**TASK DESCRIPTION:**
Copy the listing below word for word, starting at the line that contains "Mark a point on each instance of the sunken" and ending with the final line of the listing.

(Stored data)
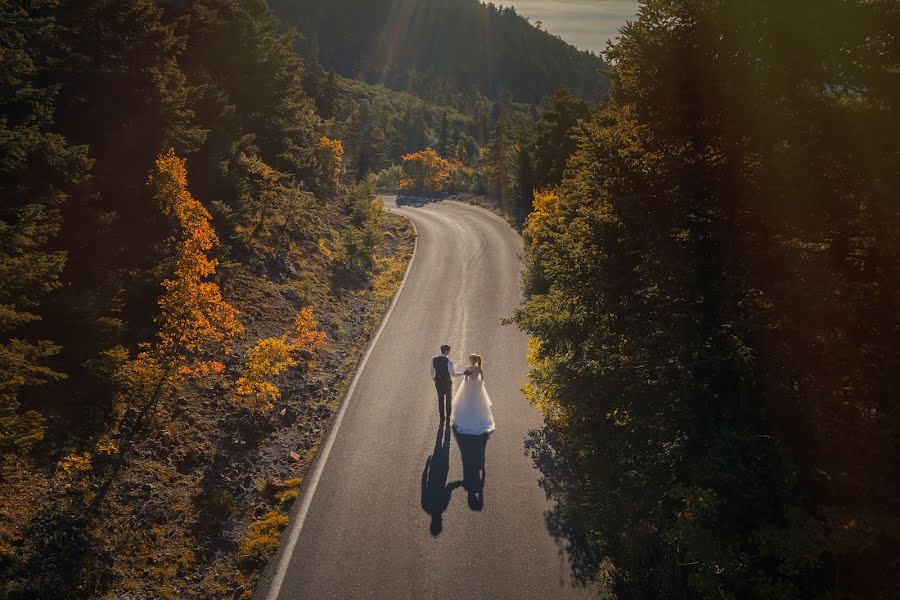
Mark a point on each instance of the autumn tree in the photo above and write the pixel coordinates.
(257, 388)
(425, 172)
(196, 327)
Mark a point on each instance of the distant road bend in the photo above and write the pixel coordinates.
(398, 507)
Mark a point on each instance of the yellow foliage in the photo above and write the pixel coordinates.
(106, 445)
(261, 539)
(266, 360)
(325, 250)
(425, 172)
(193, 315)
(331, 156)
(546, 205)
(272, 356)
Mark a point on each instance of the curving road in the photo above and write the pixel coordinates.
(398, 507)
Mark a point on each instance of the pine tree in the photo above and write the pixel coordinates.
(37, 169)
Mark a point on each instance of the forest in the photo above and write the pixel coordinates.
(193, 258)
(713, 299)
(442, 50)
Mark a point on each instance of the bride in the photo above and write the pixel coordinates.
(471, 408)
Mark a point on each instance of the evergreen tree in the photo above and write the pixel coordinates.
(554, 139)
(37, 170)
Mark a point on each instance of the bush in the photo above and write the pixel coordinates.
(261, 539)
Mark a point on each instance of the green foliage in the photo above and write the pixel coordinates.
(553, 138)
(441, 48)
(37, 169)
(364, 235)
(711, 289)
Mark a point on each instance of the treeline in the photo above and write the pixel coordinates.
(155, 157)
(449, 51)
(714, 295)
(92, 94)
(513, 154)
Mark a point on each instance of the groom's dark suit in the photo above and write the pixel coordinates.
(443, 383)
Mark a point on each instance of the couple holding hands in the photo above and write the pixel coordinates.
(469, 411)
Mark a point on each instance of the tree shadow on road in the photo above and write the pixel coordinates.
(566, 521)
(418, 201)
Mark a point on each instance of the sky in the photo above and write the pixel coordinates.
(586, 24)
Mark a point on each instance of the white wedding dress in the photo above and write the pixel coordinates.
(470, 412)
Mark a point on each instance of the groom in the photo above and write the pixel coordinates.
(442, 370)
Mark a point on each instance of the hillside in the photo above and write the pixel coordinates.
(442, 48)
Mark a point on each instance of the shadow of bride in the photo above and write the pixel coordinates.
(472, 450)
(435, 491)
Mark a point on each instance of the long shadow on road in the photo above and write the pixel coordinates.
(436, 491)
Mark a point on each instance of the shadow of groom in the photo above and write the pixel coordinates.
(471, 451)
(436, 491)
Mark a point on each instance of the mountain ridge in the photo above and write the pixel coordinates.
(438, 47)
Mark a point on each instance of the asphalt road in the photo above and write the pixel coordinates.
(399, 507)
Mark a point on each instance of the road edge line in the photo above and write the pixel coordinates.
(296, 524)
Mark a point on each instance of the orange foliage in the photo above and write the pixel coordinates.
(306, 336)
(331, 157)
(194, 317)
(425, 171)
(272, 356)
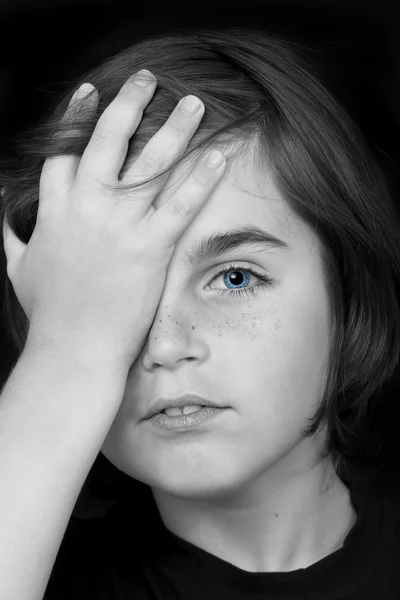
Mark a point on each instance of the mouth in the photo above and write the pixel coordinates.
(186, 404)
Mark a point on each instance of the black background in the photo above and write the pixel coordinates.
(46, 45)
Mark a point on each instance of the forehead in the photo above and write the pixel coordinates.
(245, 195)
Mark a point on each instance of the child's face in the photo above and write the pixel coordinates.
(264, 356)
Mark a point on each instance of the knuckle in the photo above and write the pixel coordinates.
(180, 208)
(149, 162)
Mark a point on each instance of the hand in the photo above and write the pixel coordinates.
(95, 266)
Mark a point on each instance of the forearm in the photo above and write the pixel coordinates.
(55, 413)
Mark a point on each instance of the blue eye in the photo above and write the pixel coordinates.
(234, 277)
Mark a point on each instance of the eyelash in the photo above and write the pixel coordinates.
(266, 282)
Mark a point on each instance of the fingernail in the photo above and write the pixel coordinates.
(144, 78)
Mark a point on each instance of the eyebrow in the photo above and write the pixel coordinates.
(219, 243)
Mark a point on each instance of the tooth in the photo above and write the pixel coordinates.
(186, 410)
(191, 408)
(173, 412)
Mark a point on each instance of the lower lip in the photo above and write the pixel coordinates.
(186, 421)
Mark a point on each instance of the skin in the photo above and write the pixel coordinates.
(246, 486)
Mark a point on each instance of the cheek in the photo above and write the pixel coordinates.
(281, 360)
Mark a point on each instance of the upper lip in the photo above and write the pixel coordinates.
(184, 400)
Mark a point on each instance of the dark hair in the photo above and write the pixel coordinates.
(258, 88)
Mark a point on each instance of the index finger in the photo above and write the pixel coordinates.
(106, 151)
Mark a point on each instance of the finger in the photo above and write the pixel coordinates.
(106, 152)
(173, 217)
(13, 248)
(170, 141)
(59, 172)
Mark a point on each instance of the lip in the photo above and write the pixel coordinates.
(184, 400)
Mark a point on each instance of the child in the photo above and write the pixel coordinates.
(219, 344)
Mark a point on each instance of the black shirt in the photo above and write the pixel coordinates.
(123, 557)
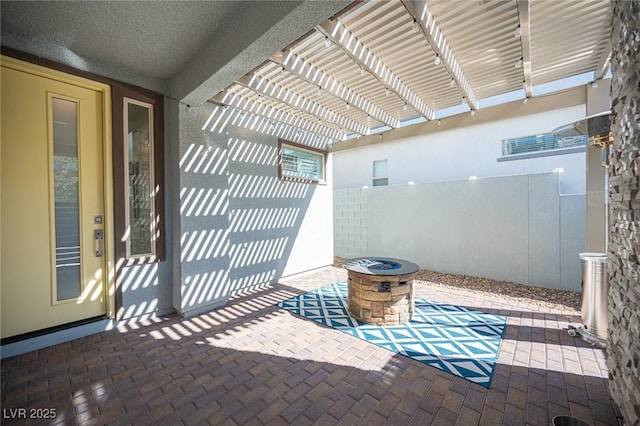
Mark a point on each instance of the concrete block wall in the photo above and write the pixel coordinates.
(623, 349)
(350, 222)
(516, 228)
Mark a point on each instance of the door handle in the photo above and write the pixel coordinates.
(98, 236)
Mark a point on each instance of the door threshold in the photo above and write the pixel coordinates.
(23, 343)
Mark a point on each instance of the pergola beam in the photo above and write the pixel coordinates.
(603, 62)
(524, 17)
(275, 91)
(261, 109)
(366, 59)
(431, 31)
(311, 74)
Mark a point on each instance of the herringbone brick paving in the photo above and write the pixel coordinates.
(251, 363)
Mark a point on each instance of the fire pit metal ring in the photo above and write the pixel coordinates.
(381, 290)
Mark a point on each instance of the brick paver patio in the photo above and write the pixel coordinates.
(252, 363)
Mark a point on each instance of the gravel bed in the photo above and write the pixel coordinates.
(545, 297)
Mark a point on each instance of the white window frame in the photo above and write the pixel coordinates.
(306, 150)
(152, 180)
(380, 178)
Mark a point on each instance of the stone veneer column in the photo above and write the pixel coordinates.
(624, 217)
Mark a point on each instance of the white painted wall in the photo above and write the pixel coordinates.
(453, 154)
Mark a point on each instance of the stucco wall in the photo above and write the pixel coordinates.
(200, 214)
(516, 228)
(277, 227)
(458, 153)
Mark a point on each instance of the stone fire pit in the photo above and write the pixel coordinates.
(381, 290)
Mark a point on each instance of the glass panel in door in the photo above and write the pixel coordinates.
(66, 199)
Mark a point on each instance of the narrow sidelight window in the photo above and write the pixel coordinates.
(380, 173)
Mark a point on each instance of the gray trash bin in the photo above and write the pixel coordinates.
(595, 290)
(568, 421)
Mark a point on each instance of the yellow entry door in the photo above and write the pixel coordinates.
(52, 266)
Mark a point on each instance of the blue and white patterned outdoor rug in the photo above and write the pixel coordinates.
(461, 341)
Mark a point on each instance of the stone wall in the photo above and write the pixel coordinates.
(624, 219)
(512, 228)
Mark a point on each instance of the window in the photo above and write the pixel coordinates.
(139, 177)
(543, 142)
(138, 147)
(297, 162)
(380, 173)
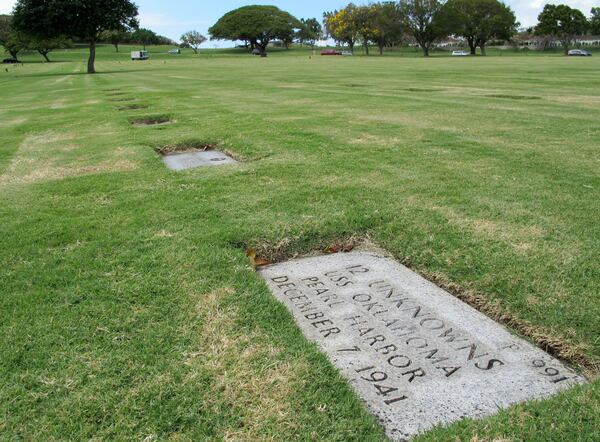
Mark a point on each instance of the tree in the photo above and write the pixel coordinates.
(310, 31)
(144, 37)
(115, 37)
(341, 26)
(364, 22)
(45, 46)
(258, 25)
(12, 40)
(193, 39)
(595, 21)
(422, 20)
(387, 24)
(479, 21)
(562, 23)
(79, 19)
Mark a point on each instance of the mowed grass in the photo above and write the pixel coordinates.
(128, 308)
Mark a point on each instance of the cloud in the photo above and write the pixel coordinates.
(6, 6)
(528, 11)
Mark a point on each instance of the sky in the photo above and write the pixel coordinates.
(175, 17)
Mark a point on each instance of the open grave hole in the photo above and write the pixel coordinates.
(418, 89)
(133, 107)
(418, 356)
(514, 97)
(192, 154)
(155, 120)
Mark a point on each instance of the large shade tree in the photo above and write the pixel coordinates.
(79, 19)
(387, 24)
(423, 20)
(342, 26)
(258, 25)
(310, 32)
(12, 40)
(193, 39)
(479, 21)
(595, 21)
(563, 23)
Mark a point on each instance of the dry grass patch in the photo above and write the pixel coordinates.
(567, 351)
(46, 156)
(249, 380)
(371, 140)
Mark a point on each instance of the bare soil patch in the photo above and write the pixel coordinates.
(558, 347)
(514, 97)
(151, 120)
(133, 107)
(186, 146)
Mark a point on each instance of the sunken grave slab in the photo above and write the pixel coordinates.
(416, 355)
(192, 160)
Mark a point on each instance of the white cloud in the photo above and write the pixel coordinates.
(6, 6)
(528, 11)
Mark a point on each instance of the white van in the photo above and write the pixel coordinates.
(139, 55)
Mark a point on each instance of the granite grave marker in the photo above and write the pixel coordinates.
(415, 354)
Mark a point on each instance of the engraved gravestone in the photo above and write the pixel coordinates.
(415, 354)
(192, 160)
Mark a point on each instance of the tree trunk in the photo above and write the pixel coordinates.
(13, 54)
(472, 46)
(44, 54)
(262, 48)
(92, 59)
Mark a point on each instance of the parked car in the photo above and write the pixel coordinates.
(579, 53)
(331, 52)
(139, 55)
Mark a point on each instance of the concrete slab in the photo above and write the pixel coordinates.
(417, 356)
(192, 160)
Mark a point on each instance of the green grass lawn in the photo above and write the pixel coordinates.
(128, 308)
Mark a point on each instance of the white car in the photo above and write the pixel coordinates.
(139, 55)
(579, 53)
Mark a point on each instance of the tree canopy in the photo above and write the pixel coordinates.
(310, 31)
(595, 21)
(387, 24)
(12, 40)
(193, 39)
(479, 21)
(563, 23)
(342, 27)
(80, 19)
(423, 20)
(258, 25)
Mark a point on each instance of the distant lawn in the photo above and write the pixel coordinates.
(129, 309)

**RESPONSE BELOW:**
Mark a point on each instance of the sunken grave slab in the photo above and write the pixel coordinates.
(416, 355)
(192, 160)
Mark a point on each instance of the white cloud in the photo above and write the pixel coordinates.
(6, 6)
(528, 11)
Mark a point on each instance of the white van in the photo above and write the pixel coordinates.
(139, 55)
Mark a point on each instance of the granite grave marker in the photo above and write the pixel coordinates.
(415, 354)
Mark a point on each instance of the engraved gravestone in the photo above and write the pixel coordinates.
(415, 354)
(192, 160)
Mark a point on each instance of the tree trunk in the photo above and write the pixel coordinates.
(13, 54)
(472, 46)
(44, 54)
(262, 48)
(92, 59)
Mark a point on each instance of the parked car in the photo above and write the pixel coordinates.
(579, 53)
(331, 52)
(139, 55)
Mark a point on each instance of the concrete slab in the photo above and write the pixel coordinates.
(417, 356)
(192, 160)
Mark a point on each instance of the green grass lawn in the photo above and write the pixel coordinates.
(128, 308)
Mark a point on each instance of the white car in the photo above and write the pixel coordinates.
(139, 55)
(579, 53)
Mark a point on each instance of the tree canopy in the photo above and write the pixel coordinates.
(310, 31)
(595, 21)
(387, 24)
(12, 40)
(193, 39)
(479, 21)
(563, 23)
(342, 27)
(80, 19)
(423, 20)
(258, 25)
Mark a point on each instance of the distant lawn in the photo above and write the pixel coordinates.
(129, 309)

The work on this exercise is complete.